-- Material --
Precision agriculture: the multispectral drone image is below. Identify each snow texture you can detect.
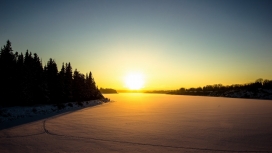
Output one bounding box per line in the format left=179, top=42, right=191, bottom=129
left=0, top=93, right=272, bottom=153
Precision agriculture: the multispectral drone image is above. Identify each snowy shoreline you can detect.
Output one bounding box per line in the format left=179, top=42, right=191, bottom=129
left=0, top=98, right=110, bottom=124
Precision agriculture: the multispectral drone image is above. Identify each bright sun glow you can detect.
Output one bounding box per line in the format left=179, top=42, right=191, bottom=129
left=125, top=73, right=145, bottom=90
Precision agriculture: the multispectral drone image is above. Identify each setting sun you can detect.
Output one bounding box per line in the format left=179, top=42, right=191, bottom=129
left=125, top=73, right=145, bottom=90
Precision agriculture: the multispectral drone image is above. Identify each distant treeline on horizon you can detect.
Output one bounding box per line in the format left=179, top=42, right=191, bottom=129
left=0, top=40, right=103, bottom=106
left=145, top=78, right=272, bottom=99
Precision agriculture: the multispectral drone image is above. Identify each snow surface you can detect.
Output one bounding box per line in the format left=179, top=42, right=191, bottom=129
left=0, top=99, right=109, bottom=123
left=0, top=93, right=272, bottom=153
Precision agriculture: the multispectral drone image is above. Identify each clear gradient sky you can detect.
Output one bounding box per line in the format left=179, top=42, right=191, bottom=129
left=0, top=0, right=272, bottom=89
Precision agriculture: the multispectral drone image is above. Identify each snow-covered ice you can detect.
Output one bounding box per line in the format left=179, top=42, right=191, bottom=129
left=0, top=93, right=272, bottom=152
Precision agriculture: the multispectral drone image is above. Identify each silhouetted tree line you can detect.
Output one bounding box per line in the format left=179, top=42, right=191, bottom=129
left=169, top=78, right=272, bottom=95
left=0, top=40, right=103, bottom=106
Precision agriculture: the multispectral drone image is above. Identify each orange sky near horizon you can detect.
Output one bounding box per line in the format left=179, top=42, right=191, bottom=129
left=0, top=0, right=272, bottom=90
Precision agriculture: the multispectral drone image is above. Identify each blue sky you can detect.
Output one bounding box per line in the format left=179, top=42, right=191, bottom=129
left=0, top=0, right=272, bottom=89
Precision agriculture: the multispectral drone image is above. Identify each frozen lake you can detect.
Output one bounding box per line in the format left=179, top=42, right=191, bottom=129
left=0, top=93, right=272, bottom=153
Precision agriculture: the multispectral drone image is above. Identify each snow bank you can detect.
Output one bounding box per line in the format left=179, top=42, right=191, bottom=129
left=0, top=98, right=110, bottom=123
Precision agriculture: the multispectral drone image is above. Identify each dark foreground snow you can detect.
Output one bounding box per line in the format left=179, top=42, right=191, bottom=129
left=0, top=99, right=109, bottom=123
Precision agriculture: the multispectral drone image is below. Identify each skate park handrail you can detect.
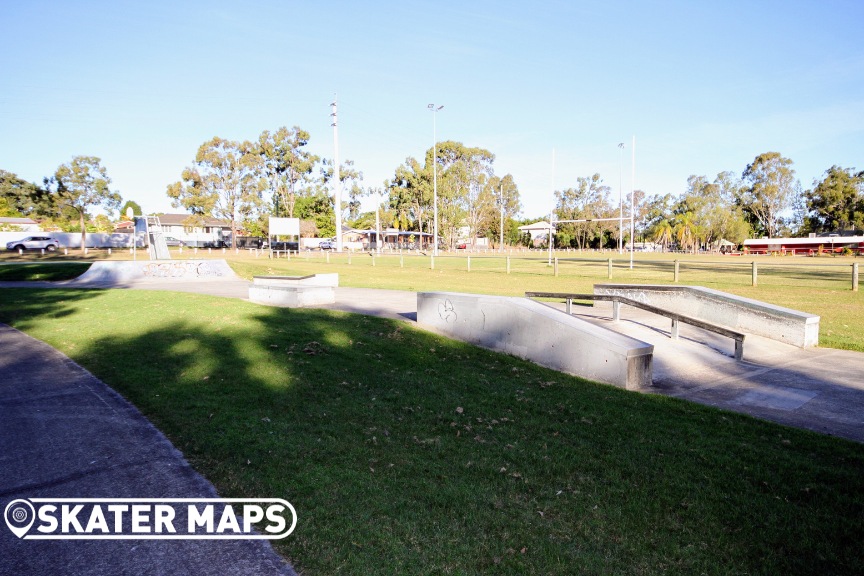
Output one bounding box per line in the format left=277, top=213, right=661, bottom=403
left=525, top=292, right=746, bottom=360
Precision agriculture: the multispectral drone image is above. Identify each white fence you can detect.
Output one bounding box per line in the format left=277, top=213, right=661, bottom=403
left=0, top=232, right=134, bottom=248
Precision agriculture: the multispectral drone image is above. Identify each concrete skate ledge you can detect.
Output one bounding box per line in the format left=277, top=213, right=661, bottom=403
left=252, top=274, right=339, bottom=287
left=594, top=284, right=819, bottom=348
left=417, top=292, right=654, bottom=390
left=249, top=274, right=339, bottom=308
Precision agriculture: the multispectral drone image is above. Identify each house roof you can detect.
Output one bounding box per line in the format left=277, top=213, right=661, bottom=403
left=519, top=220, right=554, bottom=232
left=0, top=217, right=37, bottom=226
left=159, top=214, right=231, bottom=227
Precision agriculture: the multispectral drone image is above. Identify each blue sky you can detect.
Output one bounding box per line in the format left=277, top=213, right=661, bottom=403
left=0, top=0, right=864, bottom=217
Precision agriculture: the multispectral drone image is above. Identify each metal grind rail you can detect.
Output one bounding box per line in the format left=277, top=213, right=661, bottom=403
left=525, top=292, right=746, bottom=360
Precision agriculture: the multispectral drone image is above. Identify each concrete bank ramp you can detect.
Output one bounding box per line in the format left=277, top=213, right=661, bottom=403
left=417, top=292, right=654, bottom=390
left=64, top=259, right=238, bottom=285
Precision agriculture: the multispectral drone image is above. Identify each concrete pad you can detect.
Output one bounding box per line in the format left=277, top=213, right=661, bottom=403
left=735, top=386, right=819, bottom=410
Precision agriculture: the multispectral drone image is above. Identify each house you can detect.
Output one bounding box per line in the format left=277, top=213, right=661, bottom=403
left=0, top=218, right=42, bottom=232
left=151, top=214, right=231, bottom=247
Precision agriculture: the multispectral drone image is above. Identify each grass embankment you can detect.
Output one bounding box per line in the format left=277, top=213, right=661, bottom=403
left=0, top=261, right=90, bottom=282
left=0, top=288, right=864, bottom=575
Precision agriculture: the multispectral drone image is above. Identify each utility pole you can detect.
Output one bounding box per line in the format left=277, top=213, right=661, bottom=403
left=420, top=104, right=444, bottom=256
left=630, top=136, right=636, bottom=270
left=549, top=148, right=555, bottom=266
left=375, top=189, right=381, bottom=254
left=618, top=142, right=624, bottom=254
left=330, top=94, right=342, bottom=252
left=498, top=179, right=504, bottom=252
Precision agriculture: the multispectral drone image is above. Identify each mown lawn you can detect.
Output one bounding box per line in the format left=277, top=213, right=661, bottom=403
left=0, top=288, right=864, bottom=575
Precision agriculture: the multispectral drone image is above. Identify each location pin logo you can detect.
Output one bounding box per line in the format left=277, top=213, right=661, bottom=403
left=3, top=500, right=36, bottom=538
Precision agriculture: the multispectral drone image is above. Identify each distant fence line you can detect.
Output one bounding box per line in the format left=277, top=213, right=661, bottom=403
left=297, top=250, right=859, bottom=292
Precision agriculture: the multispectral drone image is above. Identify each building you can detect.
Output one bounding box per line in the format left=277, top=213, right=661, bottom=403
left=0, top=218, right=42, bottom=232
left=151, top=214, right=231, bottom=248
left=519, top=220, right=555, bottom=246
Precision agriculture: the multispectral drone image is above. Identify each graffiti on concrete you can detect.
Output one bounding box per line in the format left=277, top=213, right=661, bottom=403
left=143, top=262, right=222, bottom=278
left=438, top=300, right=456, bottom=322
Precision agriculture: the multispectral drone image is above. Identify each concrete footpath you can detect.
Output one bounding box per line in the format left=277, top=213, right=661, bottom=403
left=0, top=273, right=864, bottom=442
left=0, top=324, right=294, bottom=576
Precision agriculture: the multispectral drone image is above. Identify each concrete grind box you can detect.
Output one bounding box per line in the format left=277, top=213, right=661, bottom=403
left=417, top=292, right=654, bottom=390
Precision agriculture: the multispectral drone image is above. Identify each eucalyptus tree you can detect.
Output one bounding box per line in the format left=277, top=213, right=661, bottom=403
left=316, top=158, right=366, bottom=234
left=54, top=156, right=121, bottom=252
left=0, top=170, right=55, bottom=217
left=430, top=141, right=495, bottom=246
left=738, top=152, right=797, bottom=238
left=256, top=126, right=320, bottom=218
left=486, top=174, right=522, bottom=244
left=385, top=156, right=432, bottom=234
left=167, top=136, right=267, bottom=248
left=804, top=166, right=864, bottom=232
left=555, top=173, right=617, bottom=250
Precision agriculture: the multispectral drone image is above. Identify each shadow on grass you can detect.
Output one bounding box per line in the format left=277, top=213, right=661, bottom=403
left=0, top=290, right=864, bottom=574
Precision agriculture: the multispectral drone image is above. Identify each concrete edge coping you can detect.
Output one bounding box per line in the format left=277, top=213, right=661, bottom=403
left=594, top=284, right=819, bottom=324
left=252, top=272, right=339, bottom=289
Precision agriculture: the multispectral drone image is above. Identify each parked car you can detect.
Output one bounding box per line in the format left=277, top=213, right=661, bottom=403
left=6, top=236, right=60, bottom=252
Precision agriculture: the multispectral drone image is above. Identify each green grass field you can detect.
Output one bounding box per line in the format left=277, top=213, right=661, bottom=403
left=0, top=255, right=864, bottom=575
left=230, top=252, right=864, bottom=351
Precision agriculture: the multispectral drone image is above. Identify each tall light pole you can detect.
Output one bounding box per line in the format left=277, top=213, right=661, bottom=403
left=618, top=142, right=624, bottom=254
left=498, top=179, right=504, bottom=252
left=630, top=136, right=636, bottom=270
left=420, top=104, right=444, bottom=256
left=330, top=94, right=342, bottom=252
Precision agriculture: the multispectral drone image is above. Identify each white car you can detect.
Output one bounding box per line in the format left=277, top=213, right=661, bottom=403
left=6, top=236, right=60, bottom=252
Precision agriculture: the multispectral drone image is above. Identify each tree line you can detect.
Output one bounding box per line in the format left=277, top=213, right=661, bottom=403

-- Problem statement --
Write out, word for word, every line from the one containing "white car you can detect." through the last line of the rows, both included.

-- The answer --
Precision agriculture: the multispectral drone image is above. Identify each white car you can detect.
Output one bounding box per line in the format left=277, top=213, right=661, bottom=403
left=6, top=236, right=60, bottom=252
Precision agriculture: the multispectral drone image is above. Identify each tree line you can detect.
Output one bounding box per line in the format left=277, top=213, right=661, bottom=403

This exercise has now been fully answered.